Region pointing data
====

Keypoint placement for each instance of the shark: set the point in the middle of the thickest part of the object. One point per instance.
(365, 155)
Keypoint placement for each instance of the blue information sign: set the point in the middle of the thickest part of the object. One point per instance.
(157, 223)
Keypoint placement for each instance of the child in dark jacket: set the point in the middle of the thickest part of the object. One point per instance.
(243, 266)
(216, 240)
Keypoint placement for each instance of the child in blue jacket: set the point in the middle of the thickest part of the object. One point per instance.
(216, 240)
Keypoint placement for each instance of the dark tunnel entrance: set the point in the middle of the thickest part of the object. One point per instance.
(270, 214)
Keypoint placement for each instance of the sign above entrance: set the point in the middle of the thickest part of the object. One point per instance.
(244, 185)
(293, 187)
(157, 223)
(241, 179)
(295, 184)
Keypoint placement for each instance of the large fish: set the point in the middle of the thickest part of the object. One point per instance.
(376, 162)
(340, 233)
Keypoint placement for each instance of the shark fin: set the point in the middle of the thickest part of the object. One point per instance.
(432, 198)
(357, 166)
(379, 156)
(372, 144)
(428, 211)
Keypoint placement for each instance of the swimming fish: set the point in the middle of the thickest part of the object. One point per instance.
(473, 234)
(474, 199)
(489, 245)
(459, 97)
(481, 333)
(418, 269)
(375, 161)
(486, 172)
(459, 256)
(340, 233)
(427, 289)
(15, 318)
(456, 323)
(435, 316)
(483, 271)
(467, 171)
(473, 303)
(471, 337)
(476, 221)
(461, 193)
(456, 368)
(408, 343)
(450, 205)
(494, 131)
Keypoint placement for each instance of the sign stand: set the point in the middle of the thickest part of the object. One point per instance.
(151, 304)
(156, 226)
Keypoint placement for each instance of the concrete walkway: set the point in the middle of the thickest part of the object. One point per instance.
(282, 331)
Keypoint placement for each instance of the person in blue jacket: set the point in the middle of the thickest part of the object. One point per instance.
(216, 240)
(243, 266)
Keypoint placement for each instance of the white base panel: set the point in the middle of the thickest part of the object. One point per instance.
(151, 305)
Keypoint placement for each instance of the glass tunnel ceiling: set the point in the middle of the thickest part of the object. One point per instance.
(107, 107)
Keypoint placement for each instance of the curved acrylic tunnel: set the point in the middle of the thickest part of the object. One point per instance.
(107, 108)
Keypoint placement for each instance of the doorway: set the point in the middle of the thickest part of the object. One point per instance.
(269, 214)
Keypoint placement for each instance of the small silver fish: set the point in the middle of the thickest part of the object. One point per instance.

====

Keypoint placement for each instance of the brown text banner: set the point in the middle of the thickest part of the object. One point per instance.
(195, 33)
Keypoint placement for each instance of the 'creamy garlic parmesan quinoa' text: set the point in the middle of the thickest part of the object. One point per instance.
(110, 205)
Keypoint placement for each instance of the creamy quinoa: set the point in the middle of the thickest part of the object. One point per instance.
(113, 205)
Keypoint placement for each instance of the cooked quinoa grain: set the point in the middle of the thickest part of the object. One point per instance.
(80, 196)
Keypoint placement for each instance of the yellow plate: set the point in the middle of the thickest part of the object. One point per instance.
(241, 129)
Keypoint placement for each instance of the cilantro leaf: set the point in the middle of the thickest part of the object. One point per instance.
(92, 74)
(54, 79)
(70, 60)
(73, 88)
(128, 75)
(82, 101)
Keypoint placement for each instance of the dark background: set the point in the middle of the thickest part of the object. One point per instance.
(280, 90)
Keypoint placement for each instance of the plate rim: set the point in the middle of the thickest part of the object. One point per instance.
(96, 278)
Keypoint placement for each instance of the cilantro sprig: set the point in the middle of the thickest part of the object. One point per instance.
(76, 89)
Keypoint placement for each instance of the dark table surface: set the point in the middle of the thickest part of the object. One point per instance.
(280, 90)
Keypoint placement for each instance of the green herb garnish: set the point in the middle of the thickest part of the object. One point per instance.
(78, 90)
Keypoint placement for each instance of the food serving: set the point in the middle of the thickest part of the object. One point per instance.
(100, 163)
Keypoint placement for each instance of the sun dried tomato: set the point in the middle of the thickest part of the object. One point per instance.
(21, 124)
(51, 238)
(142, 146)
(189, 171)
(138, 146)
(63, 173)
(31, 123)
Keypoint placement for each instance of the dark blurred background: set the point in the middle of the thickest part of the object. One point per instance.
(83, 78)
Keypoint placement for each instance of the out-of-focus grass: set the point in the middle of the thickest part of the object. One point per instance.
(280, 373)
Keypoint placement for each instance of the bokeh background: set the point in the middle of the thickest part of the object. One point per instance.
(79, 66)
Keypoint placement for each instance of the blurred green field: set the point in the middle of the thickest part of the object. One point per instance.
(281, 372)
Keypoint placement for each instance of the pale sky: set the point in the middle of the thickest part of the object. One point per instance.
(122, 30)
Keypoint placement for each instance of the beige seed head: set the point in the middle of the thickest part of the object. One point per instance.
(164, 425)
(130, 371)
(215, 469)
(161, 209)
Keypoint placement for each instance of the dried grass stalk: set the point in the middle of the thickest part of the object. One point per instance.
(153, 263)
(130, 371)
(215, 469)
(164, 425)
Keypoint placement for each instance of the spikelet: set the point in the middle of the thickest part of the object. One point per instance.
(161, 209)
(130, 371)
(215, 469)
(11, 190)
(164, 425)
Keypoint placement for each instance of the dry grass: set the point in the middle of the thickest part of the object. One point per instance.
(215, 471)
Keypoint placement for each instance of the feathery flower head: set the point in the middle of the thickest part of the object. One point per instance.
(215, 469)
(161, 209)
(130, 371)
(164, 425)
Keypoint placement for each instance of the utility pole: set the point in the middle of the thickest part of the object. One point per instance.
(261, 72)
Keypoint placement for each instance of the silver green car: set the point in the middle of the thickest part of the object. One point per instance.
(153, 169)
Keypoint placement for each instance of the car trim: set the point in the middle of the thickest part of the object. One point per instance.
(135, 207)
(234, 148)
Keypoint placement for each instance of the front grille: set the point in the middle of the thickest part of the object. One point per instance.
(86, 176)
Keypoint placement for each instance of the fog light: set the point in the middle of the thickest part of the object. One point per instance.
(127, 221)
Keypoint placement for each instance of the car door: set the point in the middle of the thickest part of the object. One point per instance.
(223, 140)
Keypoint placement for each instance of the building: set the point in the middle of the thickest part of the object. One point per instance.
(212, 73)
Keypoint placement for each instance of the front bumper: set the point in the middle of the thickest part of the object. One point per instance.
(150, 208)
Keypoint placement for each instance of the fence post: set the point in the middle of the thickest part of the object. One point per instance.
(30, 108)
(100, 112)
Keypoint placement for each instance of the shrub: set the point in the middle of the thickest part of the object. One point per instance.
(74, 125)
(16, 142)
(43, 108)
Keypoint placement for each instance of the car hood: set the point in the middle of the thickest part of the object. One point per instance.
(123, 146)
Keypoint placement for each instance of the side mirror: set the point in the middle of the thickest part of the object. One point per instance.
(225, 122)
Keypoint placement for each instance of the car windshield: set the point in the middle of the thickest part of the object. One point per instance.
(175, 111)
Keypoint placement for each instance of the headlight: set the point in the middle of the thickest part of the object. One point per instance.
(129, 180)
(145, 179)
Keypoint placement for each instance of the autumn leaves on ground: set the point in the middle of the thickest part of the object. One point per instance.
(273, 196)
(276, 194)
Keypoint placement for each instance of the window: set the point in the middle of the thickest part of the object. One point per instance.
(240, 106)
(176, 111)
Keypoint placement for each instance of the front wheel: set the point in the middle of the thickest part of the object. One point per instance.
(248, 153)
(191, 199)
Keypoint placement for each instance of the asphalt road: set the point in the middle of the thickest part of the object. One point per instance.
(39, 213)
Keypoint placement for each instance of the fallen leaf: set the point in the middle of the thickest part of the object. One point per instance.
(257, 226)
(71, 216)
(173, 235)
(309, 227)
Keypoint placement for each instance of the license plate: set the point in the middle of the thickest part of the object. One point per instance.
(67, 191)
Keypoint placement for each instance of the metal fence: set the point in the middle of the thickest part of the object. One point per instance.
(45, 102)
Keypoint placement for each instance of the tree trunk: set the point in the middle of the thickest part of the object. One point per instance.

====

What the task requires ▸
All lines in the data above from the one with "Keypoint placement for each instance of the white" through the one with "Keypoint placement for each instance of the small" must be repeated exactly, and no others.

Task result ▸
Keypoint placement for each instance of the white base panel: set the point in the middle of the thickest part of the object. One point per instance.
(151, 305)
Keypoint placement for each instance of the glass tunnel ceiling: set the point in the middle of the thickest part of the object. One point per instance.
(107, 107)
Keypoint placement for each instance of the curved acrylic tunnel: set the point in the middle of the thickest part of the object. One point per instance.
(107, 108)
Keypoint placement for each instance of the doorway: set the point in the middle of the thickest part of the object. One point per instance.
(269, 214)
Keypoint placement for each instance of the small silver fish: set the point in the middle of the thickest part of the object. One point per instance.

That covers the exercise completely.